What the task asks: Below, render the entries from the line containing "the white coffee" through the last line of the entries, both included, as a numbered list with blank lines left out. Include only those lines.

### Entries shown ###

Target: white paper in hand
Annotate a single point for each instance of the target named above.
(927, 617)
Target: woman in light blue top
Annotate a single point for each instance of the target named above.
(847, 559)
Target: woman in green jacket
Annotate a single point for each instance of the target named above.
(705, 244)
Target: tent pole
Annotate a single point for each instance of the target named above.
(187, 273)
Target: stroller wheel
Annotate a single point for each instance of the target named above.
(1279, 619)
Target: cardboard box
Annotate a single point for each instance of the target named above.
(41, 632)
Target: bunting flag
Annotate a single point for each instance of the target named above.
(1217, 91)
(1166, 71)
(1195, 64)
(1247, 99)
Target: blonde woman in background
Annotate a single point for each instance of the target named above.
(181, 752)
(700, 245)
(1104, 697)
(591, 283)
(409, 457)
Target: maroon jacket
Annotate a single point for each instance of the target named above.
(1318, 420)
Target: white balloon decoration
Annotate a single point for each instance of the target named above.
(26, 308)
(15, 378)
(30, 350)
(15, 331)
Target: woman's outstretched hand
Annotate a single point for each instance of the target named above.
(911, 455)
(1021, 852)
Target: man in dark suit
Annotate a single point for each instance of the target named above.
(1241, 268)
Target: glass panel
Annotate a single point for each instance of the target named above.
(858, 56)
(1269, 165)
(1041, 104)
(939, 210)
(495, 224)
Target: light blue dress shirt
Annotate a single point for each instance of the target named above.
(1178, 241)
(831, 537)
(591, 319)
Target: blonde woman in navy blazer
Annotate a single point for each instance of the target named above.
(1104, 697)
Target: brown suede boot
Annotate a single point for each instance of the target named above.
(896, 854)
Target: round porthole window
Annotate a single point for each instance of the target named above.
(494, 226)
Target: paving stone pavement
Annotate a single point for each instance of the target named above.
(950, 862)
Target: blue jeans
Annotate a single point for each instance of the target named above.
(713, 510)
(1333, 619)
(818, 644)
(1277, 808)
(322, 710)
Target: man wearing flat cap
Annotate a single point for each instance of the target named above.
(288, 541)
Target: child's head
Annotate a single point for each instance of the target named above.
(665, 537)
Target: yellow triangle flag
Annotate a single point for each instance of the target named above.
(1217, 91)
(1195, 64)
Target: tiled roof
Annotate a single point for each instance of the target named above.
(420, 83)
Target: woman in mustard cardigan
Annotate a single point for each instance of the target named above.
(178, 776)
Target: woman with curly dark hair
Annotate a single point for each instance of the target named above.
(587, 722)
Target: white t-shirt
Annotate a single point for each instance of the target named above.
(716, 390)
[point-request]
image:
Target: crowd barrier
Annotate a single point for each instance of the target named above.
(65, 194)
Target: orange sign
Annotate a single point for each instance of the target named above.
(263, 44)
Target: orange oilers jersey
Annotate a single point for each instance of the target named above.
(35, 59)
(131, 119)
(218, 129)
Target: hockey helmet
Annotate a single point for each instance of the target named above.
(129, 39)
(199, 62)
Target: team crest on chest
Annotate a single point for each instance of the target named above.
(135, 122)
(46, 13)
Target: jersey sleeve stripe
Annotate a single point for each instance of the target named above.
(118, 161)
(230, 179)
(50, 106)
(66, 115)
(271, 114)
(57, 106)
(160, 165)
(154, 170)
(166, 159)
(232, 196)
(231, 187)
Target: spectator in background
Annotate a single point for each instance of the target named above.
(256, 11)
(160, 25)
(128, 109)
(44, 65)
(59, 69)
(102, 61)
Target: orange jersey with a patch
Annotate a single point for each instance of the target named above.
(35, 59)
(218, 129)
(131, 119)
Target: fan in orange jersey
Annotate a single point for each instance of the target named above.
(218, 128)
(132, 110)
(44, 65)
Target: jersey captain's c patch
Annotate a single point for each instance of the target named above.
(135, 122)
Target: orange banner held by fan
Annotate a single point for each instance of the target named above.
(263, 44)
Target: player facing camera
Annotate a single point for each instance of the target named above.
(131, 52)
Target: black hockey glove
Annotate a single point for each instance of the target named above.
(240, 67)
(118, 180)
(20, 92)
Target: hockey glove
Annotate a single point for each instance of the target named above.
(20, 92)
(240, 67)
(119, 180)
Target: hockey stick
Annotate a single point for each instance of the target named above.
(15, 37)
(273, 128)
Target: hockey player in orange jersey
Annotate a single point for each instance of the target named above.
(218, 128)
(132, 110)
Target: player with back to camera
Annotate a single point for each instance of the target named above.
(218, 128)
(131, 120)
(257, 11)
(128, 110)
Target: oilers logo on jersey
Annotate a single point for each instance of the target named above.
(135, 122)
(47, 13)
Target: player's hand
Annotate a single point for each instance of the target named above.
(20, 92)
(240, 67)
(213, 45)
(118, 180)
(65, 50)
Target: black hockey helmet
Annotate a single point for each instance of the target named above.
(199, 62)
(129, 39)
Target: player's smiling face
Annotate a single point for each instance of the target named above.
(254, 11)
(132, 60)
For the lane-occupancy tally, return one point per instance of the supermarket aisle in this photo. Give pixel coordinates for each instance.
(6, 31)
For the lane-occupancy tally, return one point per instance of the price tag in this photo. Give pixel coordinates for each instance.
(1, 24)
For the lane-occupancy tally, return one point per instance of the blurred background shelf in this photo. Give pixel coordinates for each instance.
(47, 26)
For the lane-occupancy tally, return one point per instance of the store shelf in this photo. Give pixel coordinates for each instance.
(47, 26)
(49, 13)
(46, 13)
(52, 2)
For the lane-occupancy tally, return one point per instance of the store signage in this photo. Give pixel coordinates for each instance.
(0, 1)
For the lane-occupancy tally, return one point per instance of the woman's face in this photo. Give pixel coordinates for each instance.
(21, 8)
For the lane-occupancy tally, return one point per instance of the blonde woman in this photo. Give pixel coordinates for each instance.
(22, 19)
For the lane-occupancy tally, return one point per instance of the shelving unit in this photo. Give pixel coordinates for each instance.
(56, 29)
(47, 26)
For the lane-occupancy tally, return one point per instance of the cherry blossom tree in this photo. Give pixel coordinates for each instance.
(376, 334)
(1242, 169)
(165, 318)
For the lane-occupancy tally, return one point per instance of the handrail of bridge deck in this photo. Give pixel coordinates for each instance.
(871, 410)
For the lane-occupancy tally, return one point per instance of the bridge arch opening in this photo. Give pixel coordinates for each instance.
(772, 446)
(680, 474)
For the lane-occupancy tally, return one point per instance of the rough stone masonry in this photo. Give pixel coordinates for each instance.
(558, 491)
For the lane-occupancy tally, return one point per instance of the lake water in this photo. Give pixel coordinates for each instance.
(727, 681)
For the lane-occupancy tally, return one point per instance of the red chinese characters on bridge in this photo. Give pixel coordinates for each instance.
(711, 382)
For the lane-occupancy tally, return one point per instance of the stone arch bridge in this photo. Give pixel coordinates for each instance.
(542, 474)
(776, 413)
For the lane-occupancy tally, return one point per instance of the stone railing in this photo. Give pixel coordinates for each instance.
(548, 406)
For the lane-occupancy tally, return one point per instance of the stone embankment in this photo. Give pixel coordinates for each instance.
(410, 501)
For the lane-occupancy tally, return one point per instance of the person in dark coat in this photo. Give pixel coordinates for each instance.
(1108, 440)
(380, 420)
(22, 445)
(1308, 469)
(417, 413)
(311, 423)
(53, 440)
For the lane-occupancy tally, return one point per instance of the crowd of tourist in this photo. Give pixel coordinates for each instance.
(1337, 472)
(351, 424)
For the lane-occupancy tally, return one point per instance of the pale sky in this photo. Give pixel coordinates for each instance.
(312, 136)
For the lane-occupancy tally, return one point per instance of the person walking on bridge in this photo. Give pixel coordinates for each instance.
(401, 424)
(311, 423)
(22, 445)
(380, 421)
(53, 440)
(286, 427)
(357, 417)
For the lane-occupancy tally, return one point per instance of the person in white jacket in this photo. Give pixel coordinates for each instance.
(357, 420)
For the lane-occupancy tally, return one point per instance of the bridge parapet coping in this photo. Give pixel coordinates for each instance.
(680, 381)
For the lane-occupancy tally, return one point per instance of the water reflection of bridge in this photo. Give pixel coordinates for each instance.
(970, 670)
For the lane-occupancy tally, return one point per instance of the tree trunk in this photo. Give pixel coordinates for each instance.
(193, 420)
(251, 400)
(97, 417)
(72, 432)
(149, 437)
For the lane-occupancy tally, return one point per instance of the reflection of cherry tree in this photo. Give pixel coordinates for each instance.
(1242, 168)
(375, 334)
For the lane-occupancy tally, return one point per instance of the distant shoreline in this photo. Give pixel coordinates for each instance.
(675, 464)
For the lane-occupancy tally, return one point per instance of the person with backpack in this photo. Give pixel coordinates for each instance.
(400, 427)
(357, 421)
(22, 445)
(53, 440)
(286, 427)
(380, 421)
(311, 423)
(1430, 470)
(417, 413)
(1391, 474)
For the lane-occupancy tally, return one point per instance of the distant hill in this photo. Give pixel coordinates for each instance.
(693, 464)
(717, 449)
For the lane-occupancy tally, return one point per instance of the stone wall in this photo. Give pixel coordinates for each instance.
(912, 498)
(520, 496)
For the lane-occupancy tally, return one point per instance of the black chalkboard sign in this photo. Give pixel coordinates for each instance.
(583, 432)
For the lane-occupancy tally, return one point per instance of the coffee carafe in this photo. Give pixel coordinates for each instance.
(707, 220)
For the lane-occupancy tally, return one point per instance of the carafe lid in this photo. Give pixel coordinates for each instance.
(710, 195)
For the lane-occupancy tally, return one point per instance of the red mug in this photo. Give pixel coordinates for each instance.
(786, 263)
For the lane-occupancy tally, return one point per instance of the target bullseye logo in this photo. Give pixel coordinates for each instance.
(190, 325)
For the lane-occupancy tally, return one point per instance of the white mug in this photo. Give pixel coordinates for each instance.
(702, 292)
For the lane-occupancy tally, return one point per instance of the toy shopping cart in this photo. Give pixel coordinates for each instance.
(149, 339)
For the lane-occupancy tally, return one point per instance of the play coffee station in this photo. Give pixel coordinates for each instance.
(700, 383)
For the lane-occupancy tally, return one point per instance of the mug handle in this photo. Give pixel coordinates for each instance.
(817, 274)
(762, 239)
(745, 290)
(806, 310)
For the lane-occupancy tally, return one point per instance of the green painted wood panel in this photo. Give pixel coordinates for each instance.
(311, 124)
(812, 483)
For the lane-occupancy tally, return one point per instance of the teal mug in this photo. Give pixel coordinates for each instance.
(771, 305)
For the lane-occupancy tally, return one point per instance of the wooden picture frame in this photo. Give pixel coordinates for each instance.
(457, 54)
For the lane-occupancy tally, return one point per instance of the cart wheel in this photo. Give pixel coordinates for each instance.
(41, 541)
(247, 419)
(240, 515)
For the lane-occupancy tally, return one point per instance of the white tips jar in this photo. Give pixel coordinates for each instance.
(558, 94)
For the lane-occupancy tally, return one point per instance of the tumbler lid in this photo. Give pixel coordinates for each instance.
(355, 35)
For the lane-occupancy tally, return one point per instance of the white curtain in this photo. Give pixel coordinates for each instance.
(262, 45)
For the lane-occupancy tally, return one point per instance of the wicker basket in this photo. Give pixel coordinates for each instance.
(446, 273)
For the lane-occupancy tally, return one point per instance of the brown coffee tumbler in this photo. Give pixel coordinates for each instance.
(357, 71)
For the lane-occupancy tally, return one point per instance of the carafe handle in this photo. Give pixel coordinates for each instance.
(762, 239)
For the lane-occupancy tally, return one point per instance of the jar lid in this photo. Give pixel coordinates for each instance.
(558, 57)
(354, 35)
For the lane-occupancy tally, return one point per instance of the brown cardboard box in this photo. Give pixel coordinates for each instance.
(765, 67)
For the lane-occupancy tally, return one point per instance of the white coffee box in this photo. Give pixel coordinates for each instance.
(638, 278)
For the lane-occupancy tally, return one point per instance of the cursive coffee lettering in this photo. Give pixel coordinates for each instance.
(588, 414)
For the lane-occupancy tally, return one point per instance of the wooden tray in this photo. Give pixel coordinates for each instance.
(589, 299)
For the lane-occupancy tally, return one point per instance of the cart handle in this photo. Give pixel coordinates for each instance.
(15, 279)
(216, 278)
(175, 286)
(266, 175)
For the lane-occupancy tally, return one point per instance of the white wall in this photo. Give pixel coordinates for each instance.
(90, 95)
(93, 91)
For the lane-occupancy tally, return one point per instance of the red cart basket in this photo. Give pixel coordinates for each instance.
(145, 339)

###

Exercise answer:
1. For the lane-occupancy tally, return one point per instance of the white coffee box in this photo. Give pixel coordinates for each instance.
2. (638, 278)
3. For the lane-occupancy tally, return one point per instance of the cursive coffee lettering in this photo. Give pixel coordinates for each instance.
4. (588, 414)
5. For the lane-occupancy tally, return one point per instance of the wooden tray in this photo. Give pixel coordinates for each instance.
6. (589, 299)
7. For the lane-occupancy tally, return one point per instance of the cart handle in this photo. Give pixel coordinates for each instance.
8. (15, 279)
9. (216, 278)
10. (175, 286)
11. (266, 175)
12. For the lane-occupancy tally, return one point per instance of the white wall in this photo. Give pixel coordinates for each instance.
13. (90, 95)
14. (93, 91)
15. For the lane-occupancy tally, return one point per instance of the red cart basket in this photo. Give pixel coordinates for each instance.
16. (145, 339)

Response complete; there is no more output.